Friday, September 11, 2009

Mac & Cheese With Pancetta


This is most certainly not a dish you'll make often. Not because you won't want to, or that it's not creamy, flavorful and delicious, oh no; no, it's because it's not quite as cost effective as those blue boxes with the mysterious 'cheese' package.

It's a far sight better than those chemical laden preservative filled blue boxes, though - just to forewarn you. Those blue boxes just won't do it for you anymore, once you've tried the real thing.

In any case, this is a perfect dish for the upcoming season - comforting, filling, warm and delicious.

Bon Appétit shared this recipe as part of an article on the foods restaurant employees make for themselves before service starts - this Mac & Cheese with Pancetta is a favorite with staff at the Mio Kitchen & Wine Bar.

Mac & Cheese with Pancetta
Mio Kitchen & Wine Bar
Serves 10


8 tablespoons (1 stick) butter, divided

4 ounces thinly sliced pancetta, coarsely chopped

1 cup finely chopped onion

3/4 teaspoon dried crushed red pepper

1 garlic clove, minced

1/4 cup all purpose flour

3 1/2 cups (plus extra) whole milk

2 1/2 cups coarsely grated sharp cheddar cheese

1 cup finely grated Parmesan cheese

1-8 ounce container mascarpone cheese

1 1/2 cups panko breadcrumbs

1/2 cup chopped fresh Italian parsley

1 pound orecchiette or elbow macaroni


Melt 1 tablespoon butter in a large skillet over medium high heat. Add pancetta and sauté until browned and crisp, about 6 minutes. Add the onion, sauté until lightly browned and softened, about 5 minutes. Add the crushed red pepper and garlic, stir 1 minute.
※ ※ ※
Given exercise 1 :: From the rows below, pull out each line that contains the string "side", matching case exactly.

Data section ::
※ ※ ※
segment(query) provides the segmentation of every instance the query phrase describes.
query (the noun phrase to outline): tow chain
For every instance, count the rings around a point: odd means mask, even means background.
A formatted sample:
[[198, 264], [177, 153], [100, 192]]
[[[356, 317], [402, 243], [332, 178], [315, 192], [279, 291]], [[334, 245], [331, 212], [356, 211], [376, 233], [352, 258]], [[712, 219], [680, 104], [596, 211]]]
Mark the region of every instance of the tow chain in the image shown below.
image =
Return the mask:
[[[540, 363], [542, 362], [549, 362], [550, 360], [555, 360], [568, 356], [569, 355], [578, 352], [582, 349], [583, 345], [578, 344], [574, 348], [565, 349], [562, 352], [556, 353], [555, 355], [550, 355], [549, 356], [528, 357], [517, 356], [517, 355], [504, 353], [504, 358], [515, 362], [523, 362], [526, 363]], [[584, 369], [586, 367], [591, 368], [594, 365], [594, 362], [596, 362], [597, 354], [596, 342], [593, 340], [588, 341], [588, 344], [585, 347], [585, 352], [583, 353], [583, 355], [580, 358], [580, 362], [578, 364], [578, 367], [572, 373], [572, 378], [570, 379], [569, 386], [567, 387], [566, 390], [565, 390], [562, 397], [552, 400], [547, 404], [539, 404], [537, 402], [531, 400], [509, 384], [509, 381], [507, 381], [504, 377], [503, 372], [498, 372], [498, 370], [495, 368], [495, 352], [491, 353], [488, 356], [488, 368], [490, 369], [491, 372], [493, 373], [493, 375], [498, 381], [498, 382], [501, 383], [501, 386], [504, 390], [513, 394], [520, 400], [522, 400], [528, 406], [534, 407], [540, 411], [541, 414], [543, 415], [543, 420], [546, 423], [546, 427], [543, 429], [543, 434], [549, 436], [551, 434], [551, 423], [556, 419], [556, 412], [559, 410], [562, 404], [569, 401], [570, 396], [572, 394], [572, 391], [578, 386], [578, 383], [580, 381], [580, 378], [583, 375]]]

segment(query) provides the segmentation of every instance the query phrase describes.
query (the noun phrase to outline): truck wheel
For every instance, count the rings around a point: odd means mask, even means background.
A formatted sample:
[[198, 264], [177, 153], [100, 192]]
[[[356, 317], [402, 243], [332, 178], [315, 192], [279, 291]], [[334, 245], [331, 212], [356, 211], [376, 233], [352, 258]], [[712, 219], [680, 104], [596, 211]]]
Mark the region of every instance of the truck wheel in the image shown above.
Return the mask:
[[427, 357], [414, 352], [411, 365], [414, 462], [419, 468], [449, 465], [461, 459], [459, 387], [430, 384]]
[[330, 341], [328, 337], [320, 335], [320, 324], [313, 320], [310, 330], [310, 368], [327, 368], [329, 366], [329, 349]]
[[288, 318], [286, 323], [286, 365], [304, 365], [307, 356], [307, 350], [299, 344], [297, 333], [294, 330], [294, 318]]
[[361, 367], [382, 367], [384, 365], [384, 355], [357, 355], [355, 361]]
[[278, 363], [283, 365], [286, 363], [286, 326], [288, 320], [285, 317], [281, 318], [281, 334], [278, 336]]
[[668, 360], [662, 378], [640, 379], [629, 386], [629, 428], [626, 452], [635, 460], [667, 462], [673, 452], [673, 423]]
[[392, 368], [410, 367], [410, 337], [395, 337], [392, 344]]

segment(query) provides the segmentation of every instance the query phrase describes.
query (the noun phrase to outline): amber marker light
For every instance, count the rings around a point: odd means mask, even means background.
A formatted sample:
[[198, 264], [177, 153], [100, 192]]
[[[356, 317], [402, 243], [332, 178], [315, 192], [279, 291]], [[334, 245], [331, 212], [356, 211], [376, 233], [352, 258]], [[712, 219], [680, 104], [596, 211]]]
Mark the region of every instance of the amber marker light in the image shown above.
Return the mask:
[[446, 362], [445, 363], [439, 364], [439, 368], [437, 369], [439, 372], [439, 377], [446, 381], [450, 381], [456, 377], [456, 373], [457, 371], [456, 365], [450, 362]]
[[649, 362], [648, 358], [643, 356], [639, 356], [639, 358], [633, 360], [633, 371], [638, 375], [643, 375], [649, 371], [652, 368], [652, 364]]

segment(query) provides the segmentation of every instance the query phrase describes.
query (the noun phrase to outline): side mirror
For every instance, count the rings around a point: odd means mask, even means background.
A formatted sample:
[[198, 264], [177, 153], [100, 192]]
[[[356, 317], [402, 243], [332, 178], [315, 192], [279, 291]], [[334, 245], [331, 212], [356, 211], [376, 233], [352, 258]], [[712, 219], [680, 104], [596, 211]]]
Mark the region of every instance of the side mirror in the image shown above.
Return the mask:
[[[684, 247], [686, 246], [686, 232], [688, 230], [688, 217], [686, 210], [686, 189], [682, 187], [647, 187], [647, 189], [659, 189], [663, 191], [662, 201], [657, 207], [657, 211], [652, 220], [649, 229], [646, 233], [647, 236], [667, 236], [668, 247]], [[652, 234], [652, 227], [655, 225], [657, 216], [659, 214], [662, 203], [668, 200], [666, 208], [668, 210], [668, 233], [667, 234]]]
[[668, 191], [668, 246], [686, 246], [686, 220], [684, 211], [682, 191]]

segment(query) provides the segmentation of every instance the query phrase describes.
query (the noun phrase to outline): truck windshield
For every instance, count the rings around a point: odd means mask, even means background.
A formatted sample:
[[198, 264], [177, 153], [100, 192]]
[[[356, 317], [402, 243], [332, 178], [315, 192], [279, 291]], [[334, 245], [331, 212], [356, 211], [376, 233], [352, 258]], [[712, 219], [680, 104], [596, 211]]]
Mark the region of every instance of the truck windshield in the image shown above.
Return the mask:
※ ※ ※
Given exercise 2 :: Retype, word for word, the part of the recipe above that opens with the words containing "Melt 1 tablespoon" and closes with "stir 1 minute.".

Exercise output 1 ::
query (the noun phrase to outline): side mirror
Mark the region of every instance of the side mirror in the image shown above.

Exercise output 2 ::
Melt 1 tablespoon butter in a large skillet over medium high heat. Add pancetta and sauté until browned and crisp, about 6 minutes. Add the onion, sauté until lightly browned and softened, about 5 minutes. Add the crushed red pepper and garlic, stir 1 minute.